I will throw in another vote for the CZ 452, I really like my Americans. I had alot of fun back in my younger days with my Glenfield semi though, it was not very accurate but I sure had a ball putting rounds downrange.


----------



## flthednut (Feb 17, 2007)

Oh, when I said I like my bolt actions now I meant the CZ 452's !%


----------



## allwayzfishin (Apr 30, 2008)

i picked up a marlin mod 60 for 50 bucks last year. i put a nice scope on it and did a custom camo job on the wood stock since it was dinged up. what a great shooter. busting eggs at 100 yards with brick gold bullets. my scope has mil-dots and makes long shots easier.the camo looks awesome and my brother liked the camo job so much he had me do his muzzleloader. i then did the same pattern on my new mossberg 930 autoloader. ill try to put up some pics. in the marketplace recently under" rifles for sale" there is a NIB stainless marlin mod 60 with a carbon fiber stock and scope for 225. i wanted to buy it but i came across a marlin 1894cs lever action in a garage sale sat that i just had to have for the asking price.. the stainless mod 60 would be a great gun and will never rust. perfect survival weapon and plinker. just my 2 cents. good luck with whatever you choose.


----------



## saugeyesam (Apr 20, 2004)

I put my vote on the Ruger 10/22. My 2 cents on the whole accuracy issues with these guns is this The Gun is only as accurate as you can shoot it. I am a gunsmith and I can't tell you how many times I have had people bring me guns wanting me to improve the accuracy only to shoot the gun myself and shoot super tight groups with it. I bought a Ruger about 8 years ago and it shot damn good out of the box. So I bought another and tricked it all out to be shot left handed as I'm a lefty I gave the other 10/22 to my sister for her birthday. And I can't tell you how many ground hogs, squirrels, rabbits, and the odd fox we have killed with our 10/22's. Here's a pic of the one I built from the receiver up!


----------



## allwayzfishin (Apr 30, 2008)

heres the camo job i did on the marlin and the mossberg 930. that little marlin is very accurate but unfortunately there isnt too many modifications that can be done to it except for changing the stock. if you can find one on the cheap pick it up. its a natural pointer and reliable. they can be had for 40- 100 bucks at pawnshops,shows,garage sales. i would still like to get the ruger so i could dress her up. i think the look tacticool.good luck and keep your peepers open on a good deal.


----------



## Socom (Nov 3, 2005)

If you are looking for something really fun to shoot, pick up a .22 MP5 or M4. My buddy got both of those last year from a gun show and they were a blast to shoot at the range. We were able to use an indoor range with them and just light up targets. They are pretty accurate right out of the box too.


----------

* [Data lines]:

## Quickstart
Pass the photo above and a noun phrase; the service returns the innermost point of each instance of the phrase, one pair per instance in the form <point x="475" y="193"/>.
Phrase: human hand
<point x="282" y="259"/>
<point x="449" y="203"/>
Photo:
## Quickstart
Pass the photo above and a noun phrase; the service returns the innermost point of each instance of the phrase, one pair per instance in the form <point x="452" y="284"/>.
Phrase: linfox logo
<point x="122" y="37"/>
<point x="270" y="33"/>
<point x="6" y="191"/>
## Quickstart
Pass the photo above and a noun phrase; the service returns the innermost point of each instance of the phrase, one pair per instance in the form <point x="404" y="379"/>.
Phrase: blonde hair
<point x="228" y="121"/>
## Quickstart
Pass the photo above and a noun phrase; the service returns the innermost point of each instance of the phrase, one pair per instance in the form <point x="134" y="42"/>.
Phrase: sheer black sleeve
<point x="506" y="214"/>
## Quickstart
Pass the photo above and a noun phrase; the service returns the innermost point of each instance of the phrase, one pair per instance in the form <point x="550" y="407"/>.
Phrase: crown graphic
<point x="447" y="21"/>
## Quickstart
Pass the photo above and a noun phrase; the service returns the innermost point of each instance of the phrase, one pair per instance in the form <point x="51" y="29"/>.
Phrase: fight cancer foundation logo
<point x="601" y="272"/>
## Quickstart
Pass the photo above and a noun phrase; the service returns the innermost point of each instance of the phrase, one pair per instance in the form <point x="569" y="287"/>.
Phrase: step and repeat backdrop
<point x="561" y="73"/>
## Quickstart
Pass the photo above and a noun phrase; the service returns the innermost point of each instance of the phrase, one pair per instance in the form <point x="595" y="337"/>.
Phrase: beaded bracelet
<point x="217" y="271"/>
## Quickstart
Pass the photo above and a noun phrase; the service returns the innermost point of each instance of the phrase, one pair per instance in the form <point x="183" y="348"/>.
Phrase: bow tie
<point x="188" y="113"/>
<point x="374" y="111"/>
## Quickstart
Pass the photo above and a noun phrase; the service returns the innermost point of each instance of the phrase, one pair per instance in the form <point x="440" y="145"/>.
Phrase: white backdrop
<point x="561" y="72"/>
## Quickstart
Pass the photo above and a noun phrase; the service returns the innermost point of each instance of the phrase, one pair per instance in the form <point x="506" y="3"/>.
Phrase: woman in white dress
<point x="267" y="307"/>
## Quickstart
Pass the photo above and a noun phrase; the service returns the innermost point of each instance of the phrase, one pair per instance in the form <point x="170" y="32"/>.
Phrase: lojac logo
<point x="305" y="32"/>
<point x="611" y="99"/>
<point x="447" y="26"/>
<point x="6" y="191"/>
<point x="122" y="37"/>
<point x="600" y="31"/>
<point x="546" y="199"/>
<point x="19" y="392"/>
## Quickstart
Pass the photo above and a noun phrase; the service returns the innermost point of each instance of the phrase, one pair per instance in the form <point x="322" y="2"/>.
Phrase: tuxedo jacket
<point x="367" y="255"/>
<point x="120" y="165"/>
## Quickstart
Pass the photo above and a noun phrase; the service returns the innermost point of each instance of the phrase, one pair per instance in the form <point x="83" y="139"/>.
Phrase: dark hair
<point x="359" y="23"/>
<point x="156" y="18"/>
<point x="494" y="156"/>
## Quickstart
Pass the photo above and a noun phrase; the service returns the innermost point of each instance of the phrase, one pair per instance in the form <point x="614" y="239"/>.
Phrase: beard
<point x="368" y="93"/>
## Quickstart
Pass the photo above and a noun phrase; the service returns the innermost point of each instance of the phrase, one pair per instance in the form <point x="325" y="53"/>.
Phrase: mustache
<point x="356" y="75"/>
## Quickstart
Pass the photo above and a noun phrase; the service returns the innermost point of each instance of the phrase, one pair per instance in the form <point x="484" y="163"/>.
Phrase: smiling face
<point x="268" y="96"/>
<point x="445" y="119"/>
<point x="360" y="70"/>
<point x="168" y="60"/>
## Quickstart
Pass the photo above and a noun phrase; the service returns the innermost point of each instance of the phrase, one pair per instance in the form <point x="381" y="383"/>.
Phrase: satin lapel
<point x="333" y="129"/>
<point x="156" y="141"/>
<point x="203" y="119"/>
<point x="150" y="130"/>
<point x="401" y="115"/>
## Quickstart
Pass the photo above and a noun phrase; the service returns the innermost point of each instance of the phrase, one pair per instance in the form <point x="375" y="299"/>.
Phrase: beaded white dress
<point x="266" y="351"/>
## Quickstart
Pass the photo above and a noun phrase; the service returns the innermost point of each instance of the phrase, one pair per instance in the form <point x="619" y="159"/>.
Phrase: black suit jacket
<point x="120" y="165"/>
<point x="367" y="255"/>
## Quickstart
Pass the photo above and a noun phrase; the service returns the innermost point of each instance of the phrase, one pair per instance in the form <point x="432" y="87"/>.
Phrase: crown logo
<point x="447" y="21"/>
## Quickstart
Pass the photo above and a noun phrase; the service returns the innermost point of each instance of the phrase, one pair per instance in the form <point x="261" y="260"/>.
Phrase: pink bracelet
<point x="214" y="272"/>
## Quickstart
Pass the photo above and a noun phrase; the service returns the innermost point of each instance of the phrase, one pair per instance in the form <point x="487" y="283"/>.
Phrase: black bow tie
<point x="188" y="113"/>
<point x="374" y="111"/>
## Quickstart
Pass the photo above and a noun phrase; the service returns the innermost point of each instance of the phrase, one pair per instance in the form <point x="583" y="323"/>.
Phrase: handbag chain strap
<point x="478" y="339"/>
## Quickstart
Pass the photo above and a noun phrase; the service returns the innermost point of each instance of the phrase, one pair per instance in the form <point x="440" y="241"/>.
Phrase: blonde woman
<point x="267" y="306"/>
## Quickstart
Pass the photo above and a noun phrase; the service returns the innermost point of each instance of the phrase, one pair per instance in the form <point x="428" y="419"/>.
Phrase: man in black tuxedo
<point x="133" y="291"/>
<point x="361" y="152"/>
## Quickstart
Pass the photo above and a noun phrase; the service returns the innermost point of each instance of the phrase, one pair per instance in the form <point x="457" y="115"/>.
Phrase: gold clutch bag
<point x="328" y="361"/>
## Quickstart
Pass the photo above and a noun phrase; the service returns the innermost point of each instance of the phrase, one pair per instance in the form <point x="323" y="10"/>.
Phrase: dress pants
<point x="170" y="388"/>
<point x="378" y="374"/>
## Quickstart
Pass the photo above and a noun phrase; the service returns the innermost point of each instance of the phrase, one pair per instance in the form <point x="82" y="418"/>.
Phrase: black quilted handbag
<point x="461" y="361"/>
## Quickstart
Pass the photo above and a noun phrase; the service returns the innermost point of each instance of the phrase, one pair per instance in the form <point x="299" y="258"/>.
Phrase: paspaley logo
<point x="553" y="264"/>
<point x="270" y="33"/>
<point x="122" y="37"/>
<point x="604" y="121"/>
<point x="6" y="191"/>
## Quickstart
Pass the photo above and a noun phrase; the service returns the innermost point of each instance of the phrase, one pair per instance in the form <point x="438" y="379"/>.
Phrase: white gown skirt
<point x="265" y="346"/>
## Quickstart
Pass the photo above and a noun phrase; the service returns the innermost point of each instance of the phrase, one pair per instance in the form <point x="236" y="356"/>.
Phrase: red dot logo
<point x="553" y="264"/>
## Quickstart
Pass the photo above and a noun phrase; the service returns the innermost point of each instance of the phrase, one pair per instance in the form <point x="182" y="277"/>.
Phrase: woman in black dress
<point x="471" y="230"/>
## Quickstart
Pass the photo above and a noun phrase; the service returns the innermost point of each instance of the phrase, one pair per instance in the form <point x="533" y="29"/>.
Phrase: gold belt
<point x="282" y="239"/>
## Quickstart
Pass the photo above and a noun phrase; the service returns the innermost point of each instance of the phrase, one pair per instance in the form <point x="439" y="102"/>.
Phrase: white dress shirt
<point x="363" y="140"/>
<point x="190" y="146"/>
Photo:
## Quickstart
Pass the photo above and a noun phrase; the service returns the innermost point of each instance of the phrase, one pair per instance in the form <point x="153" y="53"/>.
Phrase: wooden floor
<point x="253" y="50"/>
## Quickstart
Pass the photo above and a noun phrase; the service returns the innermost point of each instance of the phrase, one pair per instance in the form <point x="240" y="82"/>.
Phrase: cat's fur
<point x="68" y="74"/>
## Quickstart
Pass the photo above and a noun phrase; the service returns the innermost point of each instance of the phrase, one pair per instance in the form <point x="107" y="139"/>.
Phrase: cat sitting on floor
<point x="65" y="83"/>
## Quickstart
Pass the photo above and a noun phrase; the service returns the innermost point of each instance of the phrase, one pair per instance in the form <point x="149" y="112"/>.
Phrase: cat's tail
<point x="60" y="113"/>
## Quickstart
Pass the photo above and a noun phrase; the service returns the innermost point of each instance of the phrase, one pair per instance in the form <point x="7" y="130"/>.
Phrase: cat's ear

* [TASKS AND EXERCISES]:
1 - Write out the passage of the forum thread on .22 rifles that begins at the words "heres the camo" and stops after "a good deal.", with no changes.
2 - Pull out each line of the records that contains the string "beaded". Case counts.

* [THE REPLIES]:
1 -
heres the camo job i did on the marlin and the mossberg 930. that little marlin is very accurate but unfortunately there isnt too many modifications that can be done to it except for changing the stock. if you can find one on the cheap pick it up. its a natural pointer and reliable. they can be had for 40- 100 bucks at pawnshops,shows,garage sales. i would still like to get the ruger so i could dress her up. i think the look tacticool.good luck and keep your peepers open on a good deal.

2 -
Phrase: beaded bracelet
Phrase: beaded white dress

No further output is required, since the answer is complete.